** STATED EXERCISE **
Please copy all of the records below word for word, leaving out the pictures.

** EXTRACTED DATA **
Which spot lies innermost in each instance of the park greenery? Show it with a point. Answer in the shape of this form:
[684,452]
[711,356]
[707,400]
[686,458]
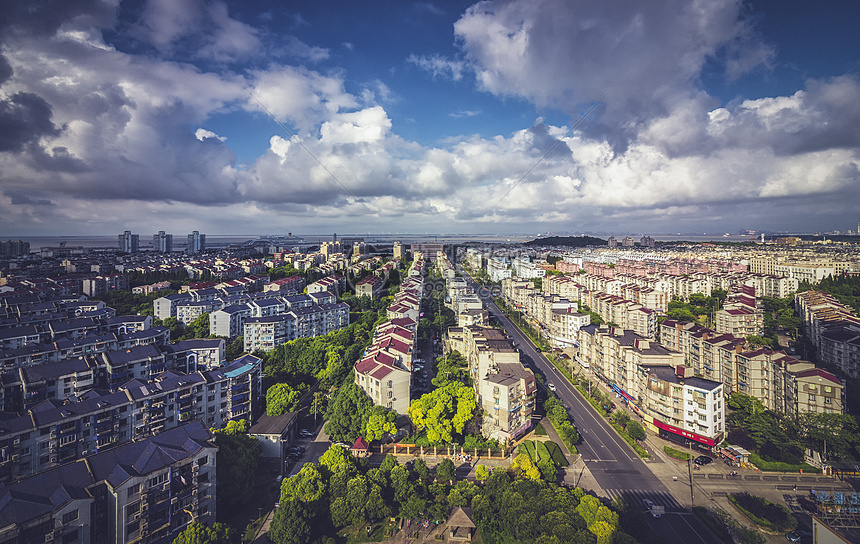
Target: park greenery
[128,303]
[444,412]
[700,308]
[281,398]
[238,456]
[677,454]
[761,511]
[200,533]
[783,438]
[341,495]
[451,368]
[560,420]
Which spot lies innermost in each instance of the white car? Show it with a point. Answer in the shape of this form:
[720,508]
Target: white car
[655,510]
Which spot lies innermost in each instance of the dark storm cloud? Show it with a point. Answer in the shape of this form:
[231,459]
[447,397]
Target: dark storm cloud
[24,118]
[20,198]
[45,17]
[5,70]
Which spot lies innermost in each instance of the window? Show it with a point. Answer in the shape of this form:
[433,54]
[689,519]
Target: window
[69,517]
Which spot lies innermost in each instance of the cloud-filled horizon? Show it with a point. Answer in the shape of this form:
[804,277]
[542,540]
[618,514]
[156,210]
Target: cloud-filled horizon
[413,116]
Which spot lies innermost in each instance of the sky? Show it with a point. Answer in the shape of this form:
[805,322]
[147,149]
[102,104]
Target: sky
[391,116]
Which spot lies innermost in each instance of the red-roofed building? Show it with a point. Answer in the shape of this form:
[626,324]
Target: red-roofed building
[360,447]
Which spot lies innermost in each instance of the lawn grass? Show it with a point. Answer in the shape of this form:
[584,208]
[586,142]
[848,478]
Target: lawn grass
[677,454]
[763,512]
[541,452]
[555,453]
[775,466]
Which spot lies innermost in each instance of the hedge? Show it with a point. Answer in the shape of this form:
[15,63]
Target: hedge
[763,512]
[555,453]
[776,466]
[677,454]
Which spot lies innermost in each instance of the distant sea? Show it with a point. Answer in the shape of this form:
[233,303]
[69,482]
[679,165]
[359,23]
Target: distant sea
[104,242]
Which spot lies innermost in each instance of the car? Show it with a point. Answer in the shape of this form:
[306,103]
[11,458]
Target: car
[653,509]
[703,460]
[796,536]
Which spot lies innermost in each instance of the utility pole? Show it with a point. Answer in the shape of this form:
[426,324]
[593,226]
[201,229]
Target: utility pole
[690,474]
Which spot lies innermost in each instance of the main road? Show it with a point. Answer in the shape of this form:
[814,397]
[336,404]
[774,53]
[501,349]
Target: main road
[614,466]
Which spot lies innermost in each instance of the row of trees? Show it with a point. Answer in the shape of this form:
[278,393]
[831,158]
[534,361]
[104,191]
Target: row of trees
[783,438]
[699,309]
[509,506]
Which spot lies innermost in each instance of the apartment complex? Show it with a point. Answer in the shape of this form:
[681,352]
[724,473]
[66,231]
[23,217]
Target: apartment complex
[143,491]
[385,370]
[656,383]
[833,328]
[63,427]
[505,388]
[783,383]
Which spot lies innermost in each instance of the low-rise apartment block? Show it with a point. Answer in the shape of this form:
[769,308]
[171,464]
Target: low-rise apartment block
[146,491]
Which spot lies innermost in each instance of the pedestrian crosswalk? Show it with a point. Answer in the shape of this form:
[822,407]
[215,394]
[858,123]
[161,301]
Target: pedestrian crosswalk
[636,496]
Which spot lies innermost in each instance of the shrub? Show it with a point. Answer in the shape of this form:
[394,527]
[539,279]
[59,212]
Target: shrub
[677,454]
[776,466]
[763,512]
[555,453]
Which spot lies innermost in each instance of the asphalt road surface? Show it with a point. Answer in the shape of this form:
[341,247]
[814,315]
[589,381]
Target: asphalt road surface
[612,463]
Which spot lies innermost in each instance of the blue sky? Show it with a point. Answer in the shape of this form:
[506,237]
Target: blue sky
[426,116]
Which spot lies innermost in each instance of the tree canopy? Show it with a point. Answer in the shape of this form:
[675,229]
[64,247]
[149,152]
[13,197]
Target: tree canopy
[238,455]
[200,533]
[445,411]
[280,399]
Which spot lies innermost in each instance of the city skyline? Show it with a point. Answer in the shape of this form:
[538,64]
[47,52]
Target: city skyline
[438,117]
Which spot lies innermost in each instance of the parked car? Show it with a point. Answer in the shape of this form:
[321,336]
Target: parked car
[653,509]
[703,460]
[797,536]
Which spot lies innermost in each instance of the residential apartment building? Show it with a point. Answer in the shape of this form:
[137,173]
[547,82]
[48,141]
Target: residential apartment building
[66,426]
[162,243]
[833,328]
[780,381]
[654,381]
[525,269]
[385,370]
[146,491]
[505,388]
[497,270]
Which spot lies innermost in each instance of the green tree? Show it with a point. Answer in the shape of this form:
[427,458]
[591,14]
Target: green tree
[290,524]
[308,486]
[635,430]
[235,349]
[347,412]
[444,411]
[238,455]
[200,533]
[280,399]
[336,458]
[446,471]
[379,422]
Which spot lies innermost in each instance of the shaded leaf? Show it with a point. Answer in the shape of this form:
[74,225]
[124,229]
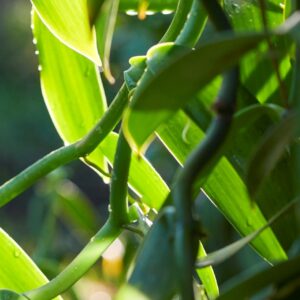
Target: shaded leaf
[224,187]
[69,21]
[268,153]
[150,259]
[17,271]
[223,254]
[207,276]
[245,288]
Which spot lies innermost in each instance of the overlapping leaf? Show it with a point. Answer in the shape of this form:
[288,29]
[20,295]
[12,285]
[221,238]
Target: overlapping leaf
[157,98]
[75,99]
[224,187]
[69,21]
[17,271]
[71,87]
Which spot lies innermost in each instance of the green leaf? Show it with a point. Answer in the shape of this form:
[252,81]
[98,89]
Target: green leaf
[105,25]
[17,271]
[69,22]
[153,5]
[71,88]
[142,176]
[257,69]
[76,101]
[223,254]
[9,295]
[224,186]
[157,98]
[268,153]
[278,274]
[75,209]
[155,270]
[207,276]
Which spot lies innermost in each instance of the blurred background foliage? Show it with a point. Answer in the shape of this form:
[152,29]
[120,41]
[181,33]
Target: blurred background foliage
[53,220]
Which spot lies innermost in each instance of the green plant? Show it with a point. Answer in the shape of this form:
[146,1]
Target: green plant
[250,66]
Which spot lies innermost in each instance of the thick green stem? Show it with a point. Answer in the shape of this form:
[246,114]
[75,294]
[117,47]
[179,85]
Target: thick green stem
[200,158]
[181,15]
[193,27]
[64,155]
[80,265]
[118,190]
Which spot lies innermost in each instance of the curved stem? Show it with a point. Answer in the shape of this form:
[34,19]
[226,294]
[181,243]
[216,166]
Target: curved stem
[200,158]
[64,155]
[118,189]
[181,15]
[79,266]
[193,27]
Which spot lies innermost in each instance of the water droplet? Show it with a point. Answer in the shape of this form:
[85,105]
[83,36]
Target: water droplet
[167,12]
[131,12]
[17,253]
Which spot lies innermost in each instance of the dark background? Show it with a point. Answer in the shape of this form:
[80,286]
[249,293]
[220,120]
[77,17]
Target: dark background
[26,134]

** RESPONSE TO THE TASK **
Which spot lies innermost in each instance of the park greenery? Show it with a point. Answer in the shape of this form:
[684,452]
[711,356]
[707,400]
[686,458]
Target: park greenery
[128,303]
[444,412]
[700,308]
[281,398]
[238,456]
[677,454]
[761,511]
[200,533]
[783,438]
[341,495]
[451,368]
[560,420]
Which spot lies innermost in each instance of the white car? Show it with a point. Answer in the shape of this form:
[720,508]
Target: white car
[655,510]
Which spot lies innermost in each instance of the dark storm cloud? Show it with a point. Answer in the shape of this form:
[231,459]
[447,397]
Target: dark storm cloud
[24,118]
[20,198]
[45,17]
[5,70]
Which spot lies innermost in each instance of the window? Show it with a point. Answer in the shape of this form:
[433,54]
[689,519]
Target: window
[69,517]
Which spot lies innermost in each instance of the cloud-filled horizon? Show it with a point. Answer in the shape of this form:
[804,277]
[542,540]
[618,514]
[156,210]
Target: cloud-filled horizon
[413,116]
Which spot lies innermost in each instance of the sky? Show it with a point. Answer in the shape of this form:
[805,322]
[147,149]
[102,104]
Target: sky
[391,116]
Which spot lies innermost in each instance of the red-roofed building? Show it with a point. Answer in the shape of this form:
[626,324]
Target: red-roofed building
[360,447]
Which spot lies innermost in each instance of the lawn grass? Show it with a point. Answer in the shape of this form:
[584,208]
[586,142]
[848,478]
Target: lawn grass
[677,454]
[763,512]
[541,452]
[555,453]
[775,466]
Which spot lies innermost in each instance of the hedge? Show it with a point. Answer in the shape of this form:
[15,63]
Target: hedge
[763,512]
[555,453]
[776,466]
[677,454]
Which spot lies innermost in each instance of the distant sea? Show it with a point. Answer in the shape of this form:
[233,303]
[69,482]
[679,165]
[359,23]
Target: distant sea
[104,242]
Which spot lies innermost in each instance of the car? Show it with a point. Answer in the shape of this form:
[306,103]
[11,458]
Target: car
[653,509]
[703,460]
[796,536]
Which spot lies innermost in each instance of the utility pole? Show it with a point. Answer in the shape of this form:
[426,324]
[593,226]
[201,229]
Target: utility pole
[690,474]
Which spot lies innermost in each instance of the main road? Show it with a point. Answer in the shape of this form:
[814,397]
[336,404]
[774,53]
[501,349]
Target: main road
[614,466]
Which spot lies innermost in each instance of the row of trees? Show it with a point. Answer in the shape of this form:
[278,393]
[831,158]
[534,361]
[104,191]
Target: row of trees
[783,438]
[699,309]
[509,506]
Which spot lies innermost in each instance of the apartment complex? Show it with a point. Answer in the shape of this form:
[681,352]
[724,473]
[66,231]
[23,217]
Target: apartment complex
[143,491]
[385,370]
[656,383]
[833,328]
[63,427]
[505,388]
[783,383]
Which spot lies innermost in each instance of the low-rise apartment block? Show it with a point. Answer in the shape of this form:
[769,308]
[171,464]
Target: low-rise apartment block
[146,491]
Which spot lies innermost in each instance of the pedestrian crosswalk? Show it with a point. Answer in the shape of this form:
[822,407]
[215,394]
[858,123]
[161,301]
Target: pedestrian crosswalk
[636,496]
Which spot lies innermost in each instance of the shrub? Show it with a point. Answer in the shape of this form:
[394,527]
[539,279]
[59,212]
Target: shrub
[677,454]
[776,466]
[763,512]
[555,453]
Which spot lies innermost in each instance of the asphalt road surface? Show it with a point. Answer in the shape of this form:
[341,247]
[814,315]
[589,381]
Target: asphalt road surface
[612,463]
Which spot lies innermost in each instance of the blue sky? Show it with a point. Answer in the shape of this form:
[506,237]
Target: blue sky
[426,116]
Which spot lies innermost in each instance of the tree canopy? Show it with a point. Answer in the shape of this form:
[675,229]
[64,247]
[149,152]
[13,197]
Target: tree canopy
[238,455]
[200,533]
[445,411]
[280,399]
Which spot lies innermost in each instance of the city skyline? Show it with a point. Answer in the shape of this form:
[538,64]
[47,52]
Target: city skyline
[438,117]
Which spot lies innermost in each instance of the parked car? Show it with a point. Answer in the shape of this form:
[321,336]
Target: parked car
[653,509]
[703,460]
[797,536]
Which spot lies innermost in each instance of the residential apartment building? Show it with a point. Answer in the shape of this form:
[137,173]
[547,82]
[48,141]
Target: residential apartment building
[66,426]
[162,243]
[833,328]
[780,381]
[654,381]
[525,269]
[385,370]
[146,491]
[505,388]
[497,270]
Which spot lies innermost in each instance of the green tree? Show it with a point. Answer in the shape of this form:
[427,458]
[591,14]
Target: green tree
[290,524]
[308,486]
[635,430]
[235,349]
[347,412]
[444,411]
[238,455]
[200,533]
[280,399]
[336,458]
[446,471]
[379,422]
Which spot lies innermost in each instance of the shaded leaf? Show it with a point. Answer in the shape of this form:
[74,225]
[124,229]
Target: shaded leaf
[224,187]
[69,21]
[268,153]
[150,259]
[17,271]
[223,254]
[207,276]
[245,288]
Which spot lies innermost in each instance of the overlapping leaf? Show it with a point. Answer in the shape of this form:
[288,29]
[20,295]
[12,285]
[221,238]
Target: overlapping leaf
[157,98]
[75,99]
[224,187]
[69,21]
[17,271]
[71,87]
Which spot lies innermost in each instance of the green leaf? Show it with a point. Answer in the shape of this form:
[252,81]
[98,89]
Target: green leaf
[105,25]
[17,271]
[69,22]
[153,5]
[71,88]
[142,176]
[257,69]
[76,101]
[223,254]
[9,295]
[224,186]
[157,98]
[268,153]
[278,274]
[75,209]
[155,270]
[207,276]
Which spot lies innermost in each instance of the blurred background foliage? Show it with a point. Answer in the shape of this form:
[152,29]
[120,41]
[181,33]
Target: blurred background foliage
[53,220]
Which spot lies innermost in each instance of the green plant? Show it with a point. Answer in the shape of this form:
[146,1]
Target: green plant
[250,66]
Which spot lies innermost in each instance of the thick green stem? Show it with a point. Answer in the shape of this form:
[246,114]
[75,294]
[117,47]
[179,85]
Target: thick green stem
[200,158]
[181,15]
[193,27]
[64,155]
[80,265]
[118,190]
Which spot lies innermost in each instance of the curved stem? Show it with a point. Answer in the shape of this form:
[34,19]
[226,294]
[181,243]
[216,166]
Target: curved stem
[200,158]
[64,155]
[118,189]
[181,15]
[79,266]
[193,27]
Which spot lies innermost in each instance of the water droplet? Show it with a point. Answer in the shape of this form:
[85,105]
[83,36]
Target: water droplet
[167,12]
[131,12]
[17,253]
Which spot lies innermost in each instance of the dark background? Show it with a point. Answer in the shape of this form:
[80,286]
[249,293]
[220,120]
[77,17]
Target: dark background
[26,134]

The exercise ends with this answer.